Pull each line containing "ceiling" from the data.

:: Collection entries ::
________________

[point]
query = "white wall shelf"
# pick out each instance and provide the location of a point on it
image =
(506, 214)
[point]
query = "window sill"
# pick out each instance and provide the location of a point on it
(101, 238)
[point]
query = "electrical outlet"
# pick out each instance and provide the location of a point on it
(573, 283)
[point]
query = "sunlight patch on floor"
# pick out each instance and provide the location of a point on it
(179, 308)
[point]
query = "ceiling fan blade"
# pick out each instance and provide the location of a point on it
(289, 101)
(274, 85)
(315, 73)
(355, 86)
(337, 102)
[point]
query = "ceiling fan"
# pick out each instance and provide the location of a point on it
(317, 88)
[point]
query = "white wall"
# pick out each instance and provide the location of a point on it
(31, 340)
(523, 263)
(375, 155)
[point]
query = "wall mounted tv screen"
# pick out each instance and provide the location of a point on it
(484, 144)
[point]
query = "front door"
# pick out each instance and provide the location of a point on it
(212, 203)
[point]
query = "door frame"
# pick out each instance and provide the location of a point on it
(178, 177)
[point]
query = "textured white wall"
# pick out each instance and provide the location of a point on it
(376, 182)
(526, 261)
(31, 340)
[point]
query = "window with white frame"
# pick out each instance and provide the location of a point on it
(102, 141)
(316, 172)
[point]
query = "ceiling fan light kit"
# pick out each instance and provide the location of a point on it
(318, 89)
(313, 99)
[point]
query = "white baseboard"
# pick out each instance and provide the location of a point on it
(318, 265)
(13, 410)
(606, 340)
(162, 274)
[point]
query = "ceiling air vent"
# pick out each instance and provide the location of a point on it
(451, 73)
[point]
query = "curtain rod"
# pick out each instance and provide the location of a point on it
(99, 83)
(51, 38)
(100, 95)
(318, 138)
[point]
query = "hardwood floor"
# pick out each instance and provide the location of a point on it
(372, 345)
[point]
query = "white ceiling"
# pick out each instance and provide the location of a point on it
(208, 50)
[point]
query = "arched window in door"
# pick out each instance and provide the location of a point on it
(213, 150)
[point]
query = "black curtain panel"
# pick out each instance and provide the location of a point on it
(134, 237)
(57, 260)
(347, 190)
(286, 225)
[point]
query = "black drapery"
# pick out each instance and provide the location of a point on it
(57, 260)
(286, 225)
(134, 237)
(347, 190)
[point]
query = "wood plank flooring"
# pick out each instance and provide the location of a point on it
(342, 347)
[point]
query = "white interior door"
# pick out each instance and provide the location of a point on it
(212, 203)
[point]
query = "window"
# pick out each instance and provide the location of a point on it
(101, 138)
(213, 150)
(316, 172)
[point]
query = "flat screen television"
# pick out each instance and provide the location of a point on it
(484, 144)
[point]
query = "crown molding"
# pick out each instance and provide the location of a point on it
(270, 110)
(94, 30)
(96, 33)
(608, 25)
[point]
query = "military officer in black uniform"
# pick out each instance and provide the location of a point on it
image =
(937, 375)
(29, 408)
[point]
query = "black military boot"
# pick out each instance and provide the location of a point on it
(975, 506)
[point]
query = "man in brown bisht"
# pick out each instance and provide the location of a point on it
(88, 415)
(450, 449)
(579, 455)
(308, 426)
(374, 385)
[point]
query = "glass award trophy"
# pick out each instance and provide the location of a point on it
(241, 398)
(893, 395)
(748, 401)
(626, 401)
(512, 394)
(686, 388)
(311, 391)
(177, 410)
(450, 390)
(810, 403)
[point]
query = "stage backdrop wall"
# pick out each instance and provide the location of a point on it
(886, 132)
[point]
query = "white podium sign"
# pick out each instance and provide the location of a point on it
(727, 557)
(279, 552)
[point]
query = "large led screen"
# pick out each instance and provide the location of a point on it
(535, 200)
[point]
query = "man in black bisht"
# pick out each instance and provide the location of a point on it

________________

:: Final answer ::
query = "ceiling fan blade"
query = "ceiling fan"
query = "ceiling fan light kit"
query = "ceiling air vent"
query = "white ceiling"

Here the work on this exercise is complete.